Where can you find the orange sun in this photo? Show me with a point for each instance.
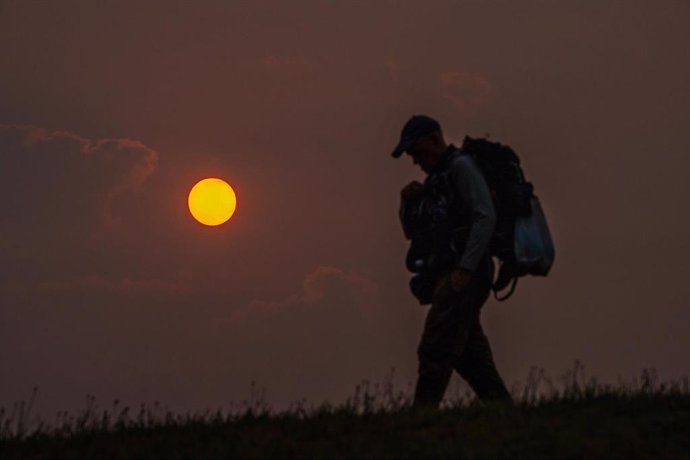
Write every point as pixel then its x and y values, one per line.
pixel 212 201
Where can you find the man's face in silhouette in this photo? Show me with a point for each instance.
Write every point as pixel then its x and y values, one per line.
pixel 427 151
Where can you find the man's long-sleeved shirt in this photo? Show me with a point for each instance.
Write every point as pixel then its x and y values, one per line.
pixel 476 206
pixel 456 208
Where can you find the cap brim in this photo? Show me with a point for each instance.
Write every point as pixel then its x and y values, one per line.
pixel 400 149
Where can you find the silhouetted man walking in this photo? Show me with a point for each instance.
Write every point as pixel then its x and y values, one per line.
pixel 450 220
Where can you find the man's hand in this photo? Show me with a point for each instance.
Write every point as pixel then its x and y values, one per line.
pixel 459 279
pixel 411 190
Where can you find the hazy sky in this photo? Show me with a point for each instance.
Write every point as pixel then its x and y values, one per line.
pixel 111 111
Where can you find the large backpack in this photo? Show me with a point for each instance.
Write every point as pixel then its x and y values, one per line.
pixel 521 240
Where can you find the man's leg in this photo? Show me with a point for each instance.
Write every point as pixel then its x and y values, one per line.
pixel 476 366
pixel 445 334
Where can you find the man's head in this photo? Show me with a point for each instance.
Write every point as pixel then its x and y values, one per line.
pixel 422 139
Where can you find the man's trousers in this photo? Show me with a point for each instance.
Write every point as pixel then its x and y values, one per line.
pixel 453 339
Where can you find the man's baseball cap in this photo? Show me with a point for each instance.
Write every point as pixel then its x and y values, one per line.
pixel 416 127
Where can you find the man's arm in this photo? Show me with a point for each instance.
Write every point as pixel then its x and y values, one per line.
pixel 475 195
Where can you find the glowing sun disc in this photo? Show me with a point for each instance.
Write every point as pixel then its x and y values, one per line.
pixel 212 201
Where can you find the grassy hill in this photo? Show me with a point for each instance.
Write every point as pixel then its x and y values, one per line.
pixel 645 422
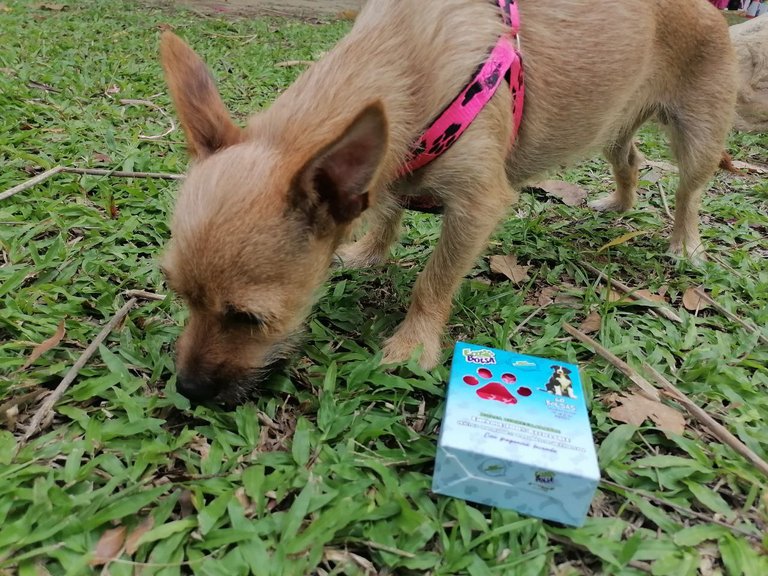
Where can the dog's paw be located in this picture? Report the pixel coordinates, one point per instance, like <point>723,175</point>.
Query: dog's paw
<point>610,203</point>
<point>402,346</point>
<point>692,251</point>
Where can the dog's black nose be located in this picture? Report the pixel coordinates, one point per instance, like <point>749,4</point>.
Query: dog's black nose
<point>196,388</point>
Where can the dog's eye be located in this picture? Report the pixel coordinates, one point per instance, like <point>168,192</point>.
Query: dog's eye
<point>243,317</point>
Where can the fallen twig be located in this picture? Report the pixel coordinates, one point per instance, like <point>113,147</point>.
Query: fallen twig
<point>751,328</point>
<point>712,425</point>
<point>35,180</point>
<point>390,549</point>
<point>527,319</point>
<point>681,509</point>
<point>646,388</point>
<point>664,202</point>
<point>144,295</point>
<point>129,101</point>
<point>46,407</point>
<point>289,63</point>
<point>636,564</point>
<point>123,173</point>
<point>655,307</point>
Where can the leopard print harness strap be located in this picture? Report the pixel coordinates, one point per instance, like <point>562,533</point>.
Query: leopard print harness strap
<point>503,62</point>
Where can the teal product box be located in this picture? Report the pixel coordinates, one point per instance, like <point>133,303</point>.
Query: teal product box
<point>516,435</point>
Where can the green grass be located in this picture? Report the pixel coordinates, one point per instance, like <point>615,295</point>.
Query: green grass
<point>328,470</point>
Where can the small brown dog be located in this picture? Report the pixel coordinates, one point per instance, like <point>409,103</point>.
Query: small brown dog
<point>282,194</point>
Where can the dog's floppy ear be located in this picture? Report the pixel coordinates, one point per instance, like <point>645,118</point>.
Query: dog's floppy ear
<point>202,113</point>
<point>338,177</point>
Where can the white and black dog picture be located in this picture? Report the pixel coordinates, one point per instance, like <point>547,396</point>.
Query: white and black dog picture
<point>560,383</point>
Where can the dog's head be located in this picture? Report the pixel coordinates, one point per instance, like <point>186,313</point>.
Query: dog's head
<point>254,229</point>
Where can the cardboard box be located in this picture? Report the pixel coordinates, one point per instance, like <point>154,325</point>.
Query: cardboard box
<point>516,435</point>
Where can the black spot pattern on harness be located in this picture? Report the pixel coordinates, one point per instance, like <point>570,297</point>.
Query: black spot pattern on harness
<point>445,140</point>
<point>474,89</point>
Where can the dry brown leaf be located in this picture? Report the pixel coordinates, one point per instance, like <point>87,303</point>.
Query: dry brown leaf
<point>634,409</point>
<point>109,546</point>
<point>132,541</point>
<point>508,266</point>
<point>693,302</point>
<point>746,166</point>
<point>349,15</point>
<point>591,323</point>
<point>547,296</point>
<point>648,295</point>
<point>46,345</point>
<point>571,194</point>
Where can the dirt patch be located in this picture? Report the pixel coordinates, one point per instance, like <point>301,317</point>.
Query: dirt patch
<point>300,8</point>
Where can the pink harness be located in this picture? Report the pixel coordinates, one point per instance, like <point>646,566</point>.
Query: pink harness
<point>504,61</point>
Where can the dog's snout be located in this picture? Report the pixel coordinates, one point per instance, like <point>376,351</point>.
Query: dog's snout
<point>196,388</point>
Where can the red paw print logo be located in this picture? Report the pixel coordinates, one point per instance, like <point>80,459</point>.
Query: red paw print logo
<point>496,390</point>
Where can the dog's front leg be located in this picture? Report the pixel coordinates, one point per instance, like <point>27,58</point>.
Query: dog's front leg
<point>470,218</point>
<point>383,229</point>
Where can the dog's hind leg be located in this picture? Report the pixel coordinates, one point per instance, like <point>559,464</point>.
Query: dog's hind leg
<point>697,138</point>
<point>625,160</point>
<point>383,229</point>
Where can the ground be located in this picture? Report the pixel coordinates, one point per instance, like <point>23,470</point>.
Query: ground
<point>327,470</point>
<point>282,7</point>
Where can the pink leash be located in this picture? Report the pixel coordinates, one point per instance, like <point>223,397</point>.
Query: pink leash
<point>503,62</point>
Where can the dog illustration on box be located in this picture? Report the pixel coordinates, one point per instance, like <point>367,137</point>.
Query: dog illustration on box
<point>560,383</point>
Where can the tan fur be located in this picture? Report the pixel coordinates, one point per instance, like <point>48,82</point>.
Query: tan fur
<point>264,208</point>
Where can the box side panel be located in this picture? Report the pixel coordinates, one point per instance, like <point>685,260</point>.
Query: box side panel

PROBLEM TO SOLVE :: Pictures stay out; everything else in the listing above gets restated word for word.

EXPECTED OUTPUT ::
Where can you find the orange sun in this photo? Show me with a point for each instance.
Write every point as pixel then its x and y values, one per line.
pixel 212 201
Where can you find the man's face in silhouette in this photo? Show me with a point for each instance.
Write every point as pixel then its x and y values, one per line.
pixel 427 151
Where can you find the man's long-sleeved shirt in this photo? Show me with a point for each instance.
Write every point as pixel then its x and y values, one per line.
pixel 476 206
pixel 456 208
Where can you find the cap brim in this photo? Show me with a point for each instance.
Write every point as pixel then its x and y values, one per line.
pixel 400 149
Where can you find the silhouetted man walking in this photo? Show me with a point for each instance.
Write every point as pixel then its x and y values, one per line.
pixel 450 220
Where can you find the man's hand in this photo? Show me with a point for each instance.
Write every point as pixel then its x and y values, one per line.
pixel 459 279
pixel 411 190
Where can you find the hazy sky in this photo? Show me with a point for each instance.
Write every point as pixel then its x and y values, one per line.
pixel 111 111
Where can you find the large backpack in this photo? Show me with a point for each instance.
Write every point as pixel then its x and y values, one per line.
pixel 521 240
Where can you find the man's leg in this photo? Show me with a point for each instance.
Write every point as pixel then its x and y values, one per line.
pixel 476 366
pixel 445 334
Where can you find the man's head in this photo? Show me with a point for each instance.
Write every point as pixel then its x and y values, one per line.
pixel 422 139
Where can you find the man's trousers in this photo? Show me with a point for each instance.
Write every point as pixel then its x and y values, one per line.
pixel 453 339
Where can you find the man's baseball cap in this photo? Show me with a point for each instance.
Write every point as pixel then its x and y values, one per line.
pixel 416 127
Where can you find the man's arm in this photo? Show me with a point for each instance.
Write every point as pixel then its x and y values, one per line.
pixel 475 195
Where can you find the glowing sun disc in this photo? Show me with a point for each instance.
Write every point as pixel then its x and y values, one per line.
pixel 212 201
Where can you find the grassy hill in this photo? Show me with a point for each instance.
Write every point as pixel then its x and y values, one per line.
pixel 645 422
Where can the dog's paw be located in this picture? Report the pixel coordinates, one point per instance, like <point>723,175</point>.
Query: dog's paw
<point>610,203</point>
<point>402,346</point>
<point>692,251</point>
Where can the dog's black nose be located in this picture? Report the pixel coordinates, one point per instance, like <point>749,4</point>.
Query: dog's black nose
<point>196,388</point>
Where can the dog's eye be located in this picture? Report the pixel coordinates, one point per instance, like <point>168,192</point>.
Query: dog's eye
<point>243,317</point>
Where can the fallen twig be located in this picture? Report the pixel coordinates, one point per instance, like <point>113,147</point>.
Query: fallen twig
<point>751,328</point>
<point>712,425</point>
<point>35,180</point>
<point>390,549</point>
<point>527,319</point>
<point>681,509</point>
<point>646,388</point>
<point>664,202</point>
<point>144,295</point>
<point>129,101</point>
<point>46,407</point>
<point>289,63</point>
<point>636,564</point>
<point>123,173</point>
<point>655,307</point>
Where can the leopard print harness strap be located in this picture? Report the pixel coordinates, one point per instance, like <point>562,533</point>.
Query: leopard print harness strap
<point>503,62</point>
Where can the teal product box be located in this picture? Report the pixel coordinates, one point per instance, like <point>133,303</point>.
Query: teal product box
<point>516,435</point>
Where can the green grass be located in this picture? Report the pixel coordinates, one point per instance, like <point>615,295</point>.
Query: green grass
<point>328,470</point>
Where can the small brown dog be located in this picture? Report the pixel coordinates, one point per instance, like <point>409,103</point>.
Query: small brown dog
<point>282,194</point>
Where can the dog's floppy ear be located in this picture? Report the pixel coordinates, one point per instance, like <point>645,118</point>.
Query: dog's floppy ear
<point>202,113</point>
<point>338,177</point>
Where can the white and black dog picture be located in this picture? Report the pixel coordinates, one point per instance, like <point>547,396</point>.
Query: white and black dog picture
<point>560,383</point>
Where can the dog's head be located in this picture? Report the pixel coordinates, one point per instance, like <point>186,313</point>.
Query: dog's head
<point>254,229</point>
Where can the cardboard box be located in this picture? Report the pixel coordinates, one point per instance, like <point>154,325</point>.
Query: cardboard box
<point>516,435</point>
Where can the black spot pattern on harness be located in this picture? Report the pixel coordinates, one point per instance, like <point>570,297</point>.
Query: black spot pattern on harness
<point>445,140</point>
<point>474,89</point>
Where can the dry brown leaf be located in this picture? Report the pixel coordinates, one point per instance, like <point>87,303</point>.
Query: dry brown leaf
<point>634,409</point>
<point>109,546</point>
<point>132,541</point>
<point>508,266</point>
<point>693,302</point>
<point>746,166</point>
<point>349,15</point>
<point>591,323</point>
<point>547,296</point>
<point>648,295</point>
<point>46,345</point>
<point>571,194</point>
Where can the dirt patch be located in this picture? Report the pixel coordinates, one point per instance, like <point>301,317</point>.
Query: dirt patch
<point>300,8</point>
Where can the pink harness be located in this picture? Report the pixel coordinates, one point per instance, like <point>646,566</point>.
Query: pink harness
<point>504,61</point>
Where can the dog's snout be located in this picture? Report the pixel coordinates, one point per instance, like <point>376,351</point>.
Query: dog's snout
<point>196,388</point>
Where can the red paw print logo be located in this picture? Report the pixel coordinates, one point per instance, like <point>80,459</point>.
Query: red paw print logo
<point>496,390</point>
Where can the dog's front leg be located in this picture? Report the pixel coordinates, one point per instance, like <point>27,58</point>.
Query: dog's front leg
<point>470,218</point>
<point>383,229</point>
Where can the dog's hind leg be located in this picture? Report the pixel coordinates, one point per instance, like <point>559,464</point>.
Query: dog's hind leg
<point>697,138</point>
<point>625,160</point>
<point>383,229</point>
Where can the ground be located in this picture? Report the pixel coordinates, one point per instance, like <point>23,470</point>.
Query: ground
<point>327,470</point>
<point>282,7</point>
Where can the pink leash be located in this picture? Report the pixel coordinates, one point per instance, like <point>223,397</point>.
Query: pink leash
<point>503,62</point>
Where can the dog illustration on box be located in this picture? Report the pixel coordinates, one point per instance, like <point>367,137</point>.
Query: dog illustration on box
<point>560,383</point>
Where can the tan fur be located in this picture? Report the pixel coordinates, one point per instance, like <point>48,82</point>.
Query: tan fur
<point>264,208</point>
Where can the box side panel be located in this picture? Report the pixel coordinates, one point per instance, like <point>685,260</point>.
Query: box side panel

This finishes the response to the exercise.